What is needed —
The data below should be copied out exactly, with its pictures omitted.
════
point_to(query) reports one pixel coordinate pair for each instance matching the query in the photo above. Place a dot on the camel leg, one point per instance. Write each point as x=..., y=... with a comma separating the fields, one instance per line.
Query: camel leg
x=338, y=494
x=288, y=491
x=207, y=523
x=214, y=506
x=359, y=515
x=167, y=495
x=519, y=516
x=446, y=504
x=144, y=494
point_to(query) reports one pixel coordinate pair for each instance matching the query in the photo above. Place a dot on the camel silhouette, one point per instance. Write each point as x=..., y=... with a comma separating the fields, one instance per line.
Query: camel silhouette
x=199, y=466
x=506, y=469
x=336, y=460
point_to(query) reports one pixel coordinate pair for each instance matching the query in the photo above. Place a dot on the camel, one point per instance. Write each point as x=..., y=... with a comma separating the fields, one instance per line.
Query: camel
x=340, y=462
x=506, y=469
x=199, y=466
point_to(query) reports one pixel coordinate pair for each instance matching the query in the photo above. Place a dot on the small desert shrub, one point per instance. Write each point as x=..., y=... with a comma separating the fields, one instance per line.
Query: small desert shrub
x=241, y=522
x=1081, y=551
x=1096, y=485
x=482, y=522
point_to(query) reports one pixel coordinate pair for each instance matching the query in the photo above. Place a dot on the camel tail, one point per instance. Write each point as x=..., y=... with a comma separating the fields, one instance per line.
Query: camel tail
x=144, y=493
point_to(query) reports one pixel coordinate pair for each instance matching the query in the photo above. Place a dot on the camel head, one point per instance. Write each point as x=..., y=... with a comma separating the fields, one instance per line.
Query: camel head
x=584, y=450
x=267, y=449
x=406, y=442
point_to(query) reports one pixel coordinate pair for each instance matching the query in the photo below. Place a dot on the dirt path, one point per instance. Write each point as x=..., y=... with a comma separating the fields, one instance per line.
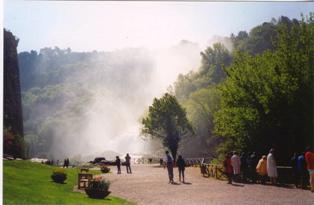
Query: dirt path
x=148, y=185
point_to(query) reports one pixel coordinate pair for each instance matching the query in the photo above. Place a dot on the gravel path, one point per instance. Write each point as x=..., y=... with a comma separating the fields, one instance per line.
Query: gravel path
x=148, y=185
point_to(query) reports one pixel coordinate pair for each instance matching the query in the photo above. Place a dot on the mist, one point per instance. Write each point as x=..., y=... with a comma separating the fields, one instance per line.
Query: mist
x=107, y=93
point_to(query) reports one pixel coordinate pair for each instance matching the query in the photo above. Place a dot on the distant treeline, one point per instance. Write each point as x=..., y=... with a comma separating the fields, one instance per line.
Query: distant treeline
x=259, y=94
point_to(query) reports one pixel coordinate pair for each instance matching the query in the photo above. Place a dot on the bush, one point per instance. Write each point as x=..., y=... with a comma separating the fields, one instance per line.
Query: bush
x=105, y=169
x=59, y=176
x=98, y=188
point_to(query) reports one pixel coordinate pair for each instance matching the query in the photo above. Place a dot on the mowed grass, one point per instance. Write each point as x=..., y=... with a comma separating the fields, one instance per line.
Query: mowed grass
x=29, y=183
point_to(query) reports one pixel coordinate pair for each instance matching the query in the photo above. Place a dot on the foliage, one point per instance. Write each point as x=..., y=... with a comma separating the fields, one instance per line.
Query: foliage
x=13, y=144
x=200, y=107
x=59, y=175
x=167, y=120
x=262, y=93
x=104, y=169
x=25, y=182
x=267, y=99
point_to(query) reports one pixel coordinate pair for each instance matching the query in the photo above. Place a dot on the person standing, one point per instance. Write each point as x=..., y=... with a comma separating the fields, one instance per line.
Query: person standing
x=252, y=161
x=293, y=164
x=181, y=167
x=244, y=166
x=118, y=163
x=272, y=167
x=261, y=169
x=169, y=163
x=309, y=158
x=236, y=164
x=128, y=163
x=228, y=168
x=302, y=171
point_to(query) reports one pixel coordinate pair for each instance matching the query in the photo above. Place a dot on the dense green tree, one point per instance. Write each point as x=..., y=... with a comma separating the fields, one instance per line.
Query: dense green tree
x=200, y=107
x=167, y=121
x=267, y=99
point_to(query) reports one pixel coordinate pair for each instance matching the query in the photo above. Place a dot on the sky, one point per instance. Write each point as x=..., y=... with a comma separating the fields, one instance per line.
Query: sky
x=107, y=26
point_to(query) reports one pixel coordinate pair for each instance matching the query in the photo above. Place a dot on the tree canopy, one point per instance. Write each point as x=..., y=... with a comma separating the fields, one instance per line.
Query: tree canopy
x=167, y=120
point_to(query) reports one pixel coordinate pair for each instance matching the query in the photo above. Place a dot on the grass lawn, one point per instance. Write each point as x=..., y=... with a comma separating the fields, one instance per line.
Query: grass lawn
x=26, y=182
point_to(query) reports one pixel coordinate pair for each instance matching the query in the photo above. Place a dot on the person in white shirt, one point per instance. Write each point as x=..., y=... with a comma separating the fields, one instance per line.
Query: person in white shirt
x=236, y=164
x=169, y=163
x=272, y=167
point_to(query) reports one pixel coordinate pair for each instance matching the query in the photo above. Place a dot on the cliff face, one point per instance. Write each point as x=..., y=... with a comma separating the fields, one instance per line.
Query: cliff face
x=12, y=107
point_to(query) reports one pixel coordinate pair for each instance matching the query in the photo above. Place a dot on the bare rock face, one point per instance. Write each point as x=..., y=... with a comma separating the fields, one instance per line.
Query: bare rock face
x=12, y=107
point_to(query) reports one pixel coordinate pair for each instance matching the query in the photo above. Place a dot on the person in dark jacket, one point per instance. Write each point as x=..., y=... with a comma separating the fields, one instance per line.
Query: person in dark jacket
x=228, y=170
x=181, y=167
x=169, y=163
x=118, y=163
x=244, y=167
x=293, y=163
x=128, y=163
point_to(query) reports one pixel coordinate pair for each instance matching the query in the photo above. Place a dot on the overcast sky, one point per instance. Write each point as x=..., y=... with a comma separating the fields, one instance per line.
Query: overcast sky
x=105, y=26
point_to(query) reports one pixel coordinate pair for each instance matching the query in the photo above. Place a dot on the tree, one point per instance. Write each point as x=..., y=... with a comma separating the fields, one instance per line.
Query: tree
x=167, y=120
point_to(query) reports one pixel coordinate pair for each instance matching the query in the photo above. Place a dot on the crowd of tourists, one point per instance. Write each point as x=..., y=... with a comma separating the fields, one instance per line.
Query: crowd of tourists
x=250, y=168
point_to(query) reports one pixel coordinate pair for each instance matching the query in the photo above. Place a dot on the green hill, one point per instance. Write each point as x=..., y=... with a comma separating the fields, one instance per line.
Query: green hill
x=25, y=182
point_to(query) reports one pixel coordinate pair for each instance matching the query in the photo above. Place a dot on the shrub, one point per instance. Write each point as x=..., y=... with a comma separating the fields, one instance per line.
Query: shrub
x=105, y=169
x=98, y=188
x=59, y=175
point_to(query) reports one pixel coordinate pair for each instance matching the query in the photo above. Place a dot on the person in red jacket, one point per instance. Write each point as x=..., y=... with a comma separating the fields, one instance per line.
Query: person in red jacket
x=228, y=169
x=309, y=158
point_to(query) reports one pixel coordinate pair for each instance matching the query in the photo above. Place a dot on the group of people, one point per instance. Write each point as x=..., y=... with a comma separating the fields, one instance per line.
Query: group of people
x=169, y=163
x=250, y=168
x=127, y=164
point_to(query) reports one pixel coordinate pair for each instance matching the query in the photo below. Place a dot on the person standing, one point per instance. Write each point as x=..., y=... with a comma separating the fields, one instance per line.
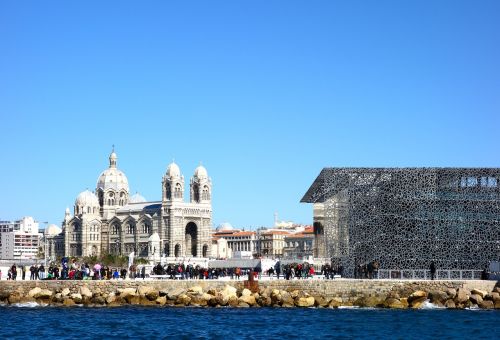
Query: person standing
x=433, y=270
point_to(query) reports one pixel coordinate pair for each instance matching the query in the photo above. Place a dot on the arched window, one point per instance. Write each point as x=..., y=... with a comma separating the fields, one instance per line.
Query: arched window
x=178, y=191
x=168, y=191
x=205, y=195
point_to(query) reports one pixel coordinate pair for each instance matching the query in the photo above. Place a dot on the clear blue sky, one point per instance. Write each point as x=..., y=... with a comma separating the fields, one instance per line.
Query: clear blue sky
════
Response area —
point_to(query) reports one pixel coordinate pair for each instance matching the query in the photo above. Place a dot on the camel leg, one point per instance. Write each point as x=..., y=... with a comma separating the fields, one instance per line.
Query: camel leg
x=338, y=494
x=288, y=491
x=207, y=523
x=214, y=506
x=359, y=515
x=167, y=495
x=519, y=516
x=446, y=504
x=144, y=494
point_to(query) reports one pixel coordinate pair for each instance matching the query in the photo above. Place a dot on the camel silhouette, one point per instance. Write each point as x=..., y=... with a comma separating the fields, one instance per line.
Query: camel silhouette
x=199, y=466
x=506, y=469
x=336, y=460
point_to(query) reports one pixel coordinate pair for each instance matching the query in the photo above. Place a dot on the camel, one point per instance. Write each point as x=..., y=... with a comma separating the fields, one instance per line.
Query: camel
x=340, y=462
x=506, y=469
x=199, y=466
point_to(query) reports one pixel coordinate pair for each instance matching the query in the photo above. Place a dot on the small desert shrub, one point per instance. Write each point as x=..., y=... with a comma separating the fields, one instance per line.
Query: small desert shrub
x=241, y=522
x=1081, y=551
x=1096, y=485
x=482, y=522
point_to(query) reports one pixel coordinate pair for each instance matching the query in the photo above. Place a dot on the camel tail, one point per instance. Write each point as x=..., y=... with a comma separating the fields, one instance per line.
Query: camel tail
x=144, y=493
point_to(query) reports one pixel coordinate pair for each instance matching the query in the photo above. Place a dot on the camel head, one point per instance. Write each point as x=..., y=... with a comma separating the fields, one instance per line.
Query: camel head
x=584, y=450
x=267, y=449
x=406, y=442
point_to(query) reports one pixel coordinate pair for each instance matching the query in the photo below. Place a dot on the dirt path, one point per instance. Write each point as x=..., y=... with a comma separating the fields, one instance per line.
Query: dirt path
x=148, y=185
point_to(query) reports one pixel coordinate pair for each instance matching the query in the photo above. Place a dot on the gravel path, one point per instance. Write each point as x=..., y=... with a comma separating the fields, one instance per line.
Query: gravel path
x=148, y=185
point_to(query) reports one pixel coordinate pair for each instance matching the query in the photo above. Place a dot on the mist, one point per instance. Write each point as x=..., y=... with a comma separating the fields, one instance per line.
Query: mist
x=107, y=93
point_to(query) reports one pixel coordinate pair for each instance matching the query in the photo above. Place a dot on the distant treeline, one point per instance. Write each point as x=..., y=... with a comma separating the fields, one instance per line.
Query: distant treeline
x=259, y=94
point_to(query) reports one pixel coordinate pair for each instance matching the query in the photo above. Place a dot on the bush, one point per instance. Write each point as x=..., y=... with a comma separating the fields, one instance per line.
Query: bush
x=105, y=169
x=59, y=176
x=98, y=188
point_to(query) reports one pixel coordinate pair for each instance matching the query in the photo above. Place a dot on the mowed grass, one point per instance. Write each point as x=..., y=... with a comma separating the fields, one instance per line.
Query: mowed grass
x=29, y=183
point_to(query) reports one pixel coordinate pair for each instance matching the query in the photo above. Place a dot on the foliage, one point per instance. Write each point as x=..., y=... with a comma separating the fields, one instance per line.
Query: foliage
x=13, y=144
x=200, y=107
x=59, y=175
x=167, y=120
x=262, y=93
x=104, y=169
x=25, y=182
x=267, y=99
point_to(query) reports one pixel coordinate pair for each instance matching the query in the photo above. Place a dot on the person standing, one point per instance. Write each point as x=..., y=... with a comma separating the fields, one instance per line.
Query: person standing
x=252, y=161
x=293, y=164
x=181, y=167
x=244, y=166
x=118, y=163
x=272, y=167
x=261, y=169
x=169, y=163
x=309, y=158
x=236, y=164
x=128, y=163
x=228, y=168
x=302, y=171
point_to(query) reports one pixel coordinate pair for each instance matching the query in the photo above. Place a dot on the dense green tree, one point per instance. Write each point as x=..., y=... with a comma separating the fields, one instance per line.
Query: dense green tree
x=200, y=107
x=167, y=121
x=267, y=99
point_to(query) reports one pixel coordinate pair for each instance matching the query in the photo above. Place a dot on the sky, one point per instance. Write each point as x=..., y=... with a comma separating the fields, one instance per line.
Query: sky
x=107, y=26
point_to(query) reports one pixel coordinate pair for each instance matching the query in the photo above. Place a dot on the tree canopy, one point per instance. Write each point as x=..., y=... with a comma separating the fields, one instance per line.
Query: tree canopy
x=167, y=120
point_to(query) reports one pixel coordinate pair for each instance matching the query in the photo above. Place a dot on the grass lawn, one point per instance. Write each point as x=..., y=... with a comma separating the fields, one instance per line.
Query: grass lawn
x=26, y=182
point_to(query) reports one pixel coordinate pair for each instance matching the query in the photo above. Place a dot on the person in white shirt, one point per instance. Write each point as x=..., y=... with a comma separating the fields, one instance per line.
Query: person in white shirt
x=236, y=164
x=169, y=163
x=272, y=167
point_to(query) reports one pixel coordinate pair for each instance matching the query in the photo above. Place a dot on the cliff face, one point per instance. Write each point as x=..., y=... with a comma separating the fields, one instance per line.
Query: cliff face
x=12, y=107
point_to(query) reports one pixel coordinate pair for each instance matching the query in the photo above. Place a dot on the bare rock face, one point per instance. Write each point as x=..., y=... with a comma separating the fields, one instance per line.
Query: bare rock face
x=12, y=107
point_to(query) reports one pixel coordinate pair for each instance matching the query in the photo above. Place a dot on the person in dark jacket, one point per instance. Write each point as x=..., y=... with a comma separating the fields, one instance per line.
Query: person in dark jacket
x=228, y=170
x=181, y=167
x=169, y=163
x=118, y=163
x=244, y=167
x=293, y=163
x=128, y=163
point_to(query) reports one pixel coordinate pair for each instance matching the query in the photo above. Place a dot on the overcast sky, one point per instance. Write each point as x=..., y=... with a comma separating the fields, one instance per line.
Query: overcast sky
x=105, y=26
point_to(query) reports one pixel coordinate pair for each instance matching the query in the photo above. Place a dot on the tree, one point per instance. Write each point as x=..., y=... with a comma separating the fields, one instance per line.
Query: tree
x=167, y=120
point_to(query) reports one pixel coordinate pair for each instance matching the query in the photo above. Place a dot on the crowd of tourists, one point per instance. Write each point as x=..., y=... with a comma separating the fields, one instance per line.
Query: crowd of tourists
x=250, y=168
point_to(query) reports one pixel coordinate pair for each instance matching the query in the photo above. Place a dot on the green hill, one point per instance. Write each point as x=..., y=... with a comma separating the fields, one instance per line.
Query: green hill
x=25, y=182
point_to(query) reports one pixel coordinate pair for each instance matching the query in the photo above. Place a dot on the shrub, one point per instance. Write each point as x=..., y=... with a comma separating the fields, one instance per line.
Query: shrub
x=105, y=169
x=98, y=188
x=59, y=175
point_to(query) reports one pixel coordinate pair for each instance matching the query in the photo above. Place a dot on the person in red jacket, one point per instance. Write each point as x=..., y=... with a comma separating the fields, one instance per line.
Query: person in red jacket
x=228, y=169
x=309, y=158
point_to(query) reports one pixel coordinate pair for each instance matching the query in the photo above. Place a dot on the group of people, one point per instance. Write each point as x=..., y=... with a comma separating the fields, one instance per line.
Query: group of people
x=169, y=163
x=250, y=168
x=127, y=164
point_to(query) reports one pixel coordinate pair for each instance matching the query in the photo below. Place a dot on the person standing, one point per instance. Write each point as x=..., y=... with a comma separating the fields, one instance per line.
Query: person standing
x=433, y=270
point_to(query) reports one pixel coordinate pair for each instance matching the query in the photo above. Place a dot on the arched window, one point per instance. Write each point as x=..., y=... with a comma separating the fields, one instance per line.
Query: arched window
x=178, y=191
x=168, y=191
x=205, y=195
point_to(query) reports one pixel coordinate pair for each instance matching the query in the photo above. Place a dot on the clear blue sky, one point per instance. Write each point as x=..., y=... with a comma separating the fields, one instance per line.
Query: clear blue sky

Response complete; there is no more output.